--- start Data rows ---

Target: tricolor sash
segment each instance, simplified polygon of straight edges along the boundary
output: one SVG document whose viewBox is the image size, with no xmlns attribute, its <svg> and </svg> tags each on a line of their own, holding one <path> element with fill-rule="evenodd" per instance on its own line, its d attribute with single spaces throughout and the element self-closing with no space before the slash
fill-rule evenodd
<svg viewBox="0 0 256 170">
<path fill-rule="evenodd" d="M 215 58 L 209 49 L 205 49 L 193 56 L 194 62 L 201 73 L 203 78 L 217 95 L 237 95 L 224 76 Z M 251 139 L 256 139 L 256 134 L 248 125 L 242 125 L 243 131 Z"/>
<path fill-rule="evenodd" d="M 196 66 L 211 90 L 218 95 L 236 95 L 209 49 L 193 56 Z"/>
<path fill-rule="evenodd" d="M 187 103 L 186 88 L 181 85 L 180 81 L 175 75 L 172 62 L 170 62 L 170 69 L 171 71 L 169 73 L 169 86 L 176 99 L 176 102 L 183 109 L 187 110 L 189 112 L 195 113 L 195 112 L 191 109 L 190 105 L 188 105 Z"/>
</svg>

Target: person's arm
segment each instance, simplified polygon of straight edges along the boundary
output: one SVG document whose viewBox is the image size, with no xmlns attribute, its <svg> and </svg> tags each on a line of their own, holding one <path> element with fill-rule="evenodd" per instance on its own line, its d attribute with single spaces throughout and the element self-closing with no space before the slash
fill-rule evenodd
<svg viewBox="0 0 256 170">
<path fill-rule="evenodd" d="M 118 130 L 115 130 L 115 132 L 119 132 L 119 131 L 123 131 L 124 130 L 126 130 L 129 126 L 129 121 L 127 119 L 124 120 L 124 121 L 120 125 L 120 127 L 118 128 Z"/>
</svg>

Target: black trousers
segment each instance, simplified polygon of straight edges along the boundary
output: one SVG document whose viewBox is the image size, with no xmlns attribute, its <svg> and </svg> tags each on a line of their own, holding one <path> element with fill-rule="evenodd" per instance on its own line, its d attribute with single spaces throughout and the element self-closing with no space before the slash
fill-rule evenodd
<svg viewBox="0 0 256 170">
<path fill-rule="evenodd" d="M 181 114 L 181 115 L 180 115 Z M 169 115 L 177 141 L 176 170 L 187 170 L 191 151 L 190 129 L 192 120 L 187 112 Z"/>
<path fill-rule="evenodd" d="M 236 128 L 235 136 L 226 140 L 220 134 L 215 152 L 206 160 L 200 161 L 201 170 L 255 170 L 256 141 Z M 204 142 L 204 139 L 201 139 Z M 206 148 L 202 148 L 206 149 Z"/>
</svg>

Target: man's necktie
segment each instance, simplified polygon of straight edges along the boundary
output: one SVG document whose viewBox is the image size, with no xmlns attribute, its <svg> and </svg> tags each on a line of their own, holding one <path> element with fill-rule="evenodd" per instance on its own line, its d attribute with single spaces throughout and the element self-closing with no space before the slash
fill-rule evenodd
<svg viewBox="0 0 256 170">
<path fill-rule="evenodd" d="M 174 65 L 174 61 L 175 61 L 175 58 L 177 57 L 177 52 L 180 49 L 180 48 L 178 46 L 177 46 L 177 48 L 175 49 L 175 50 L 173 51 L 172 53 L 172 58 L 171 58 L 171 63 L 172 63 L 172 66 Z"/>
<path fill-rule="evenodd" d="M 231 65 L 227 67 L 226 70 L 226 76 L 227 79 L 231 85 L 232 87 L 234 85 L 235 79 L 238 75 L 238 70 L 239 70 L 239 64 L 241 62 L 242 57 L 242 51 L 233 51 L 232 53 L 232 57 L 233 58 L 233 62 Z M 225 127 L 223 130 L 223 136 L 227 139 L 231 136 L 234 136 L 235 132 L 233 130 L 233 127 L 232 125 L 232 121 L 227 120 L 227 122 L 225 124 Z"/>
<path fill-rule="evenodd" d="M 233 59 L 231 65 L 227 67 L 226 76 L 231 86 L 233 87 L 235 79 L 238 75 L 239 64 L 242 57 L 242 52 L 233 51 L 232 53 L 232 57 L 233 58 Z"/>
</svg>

--- end Data rows ---

What is required – Please set out every line of the material above as a JSON list of strings, one string per line, omitting blank lines.

Correct response –
[
  "Target: tricolor sash",
  "segment each instance, simplified polygon of straight edges along the boundary",
  "output: one SVG document whose viewBox is the image size, with no xmlns attribute, its <svg> and </svg> tags each on a line of their own, holding one <path> element with fill-rule=\"evenodd\" per instance on its own line, its d attribute with single spaces throughout and the element self-closing with no space before the slash",
  "fill-rule evenodd",
  "<svg viewBox=\"0 0 256 170\">",
  "<path fill-rule=\"evenodd\" d=\"M 215 58 L 209 49 L 205 49 L 193 56 L 194 62 L 201 73 L 203 78 L 217 95 L 237 95 L 224 76 Z M 251 139 L 256 139 L 256 134 L 248 125 L 242 125 L 243 131 Z\"/>",
  "<path fill-rule=\"evenodd\" d=\"M 196 66 L 211 90 L 218 95 L 236 95 L 209 49 L 193 56 Z\"/>",
  "<path fill-rule=\"evenodd\" d=\"M 187 103 L 186 88 L 181 85 L 180 81 L 175 75 L 172 62 L 170 62 L 170 69 L 171 71 L 169 73 L 169 86 L 176 99 L 176 102 L 183 109 L 187 110 L 189 112 L 195 113 L 195 112 L 191 109 L 190 105 L 188 105 Z\"/>",
  "</svg>",
  "Target: person's arm",
  "segment each instance, simplified polygon of straight edges along the boundary",
  "output: one SVG document whose viewBox is the image size, with no xmlns attribute, its <svg> and </svg> tags each on a line of their own, holding one <path> element with fill-rule=\"evenodd\" per instance on its own line, its d attribute with single spaces throughout and the element self-closing with no space before the slash",
  "fill-rule evenodd",
  "<svg viewBox=\"0 0 256 170\">",
  "<path fill-rule=\"evenodd\" d=\"M 118 130 L 115 130 L 115 132 L 119 132 L 119 131 L 123 131 L 124 130 L 126 130 L 129 126 L 129 121 L 127 119 L 124 120 L 124 121 L 120 125 L 120 127 L 118 128 Z\"/>",
  "</svg>",
  "Target: black trousers",
  "segment each instance, simplified polygon of straight edges along the boundary",
  "output: one SVG document whose viewBox is the image size, with no xmlns attribute, its <svg> and </svg> tags each on a line of their own, holding one <path> element with fill-rule=\"evenodd\" per instance on its own line, its d attribute with single spaces throughout and the element self-closing with no space before the slash",
  "fill-rule evenodd",
  "<svg viewBox=\"0 0 256 170\">",
  "<path fill-rule=\"evenodd\" d=\"M 181 114 L 181 115 L 180 115 Z M 169 115 L 177 141 L 176 170 L 187 170 L 191 151 L 190 129 L 192 120 L 187 112 Z\"/>",
  "<path fill-rule=\"evenodd\" d=\"M 236 128 L 235 136 L 226 140 L 220 134 L 215 152 L 206 160 L 200 161 L 201 170 L 255 170 L 256 141 Z M 204 142 L 204 139 L 201 139 Z M 206 148 L 202 148 L 206 149 Z\"/>",
  "</svg>",
  "Target: man's necktie",
  "segment each instance, simplified polygon of straight edges along the boundary",
  "output: one SVG document whose viewBox is the image size, with no xmlns attribute, its <svg> and </svg> tags each on a line of their own, holding one <path> element with fill-rule=\"evenodd\" per instance on its own line, its d attribute with single spaces throughout and the element self-closing with no space before the slash",
  "fill-rule evenodd",
  "<svg viewBox=\"0 0 256 170\">",
  "<path fill-rule=\"evenodd\" d=\"M 174 65 L 174 61 L 175 61 L 175 58 L 177 57 L 177 52 L 180 49 L 180 48 L 178 46 L 177 46 L 177 48 L 175 49 L 175 50 L 173 51 L 172 53 L 172 58 L 171 58 L 171 63 L 172 63 L 172 66 Z\"/>",
  "<path fill-rule=\"evenodd\" d=\"M 231 65 L 227 67 L 226 70 L 226 76 L 227 79 L 231 85 L 232 87 L 234 85 L 235 79 L 238 75 L 238 70 L 239 70 L 239 64 L 241 62 L 242 57 L 242 51 L 233 51 L 232 53 L 232 57 L 233 58 L 233 62 Z M 225 127 L 223 130 L 223 136 L 227 139 L 231 136 L 234 136 L 235 132 L 233 130 L 233 127 L 232 125 L 232 121 L 227 120 L 227 122 L 225 124 Z\"/>",
  "<path fill-rule=\"evenodd\" d=\"M 233 59 L 231 65 L 227 67 L 226 76 L 231 86 L 233 87 L 235 79 L 238 75 L 239 64 L 242 57 L 242 52 L 233 51 L 232 53 L 232 57 L 233 58 Z\"/>",
  "</svg>"
]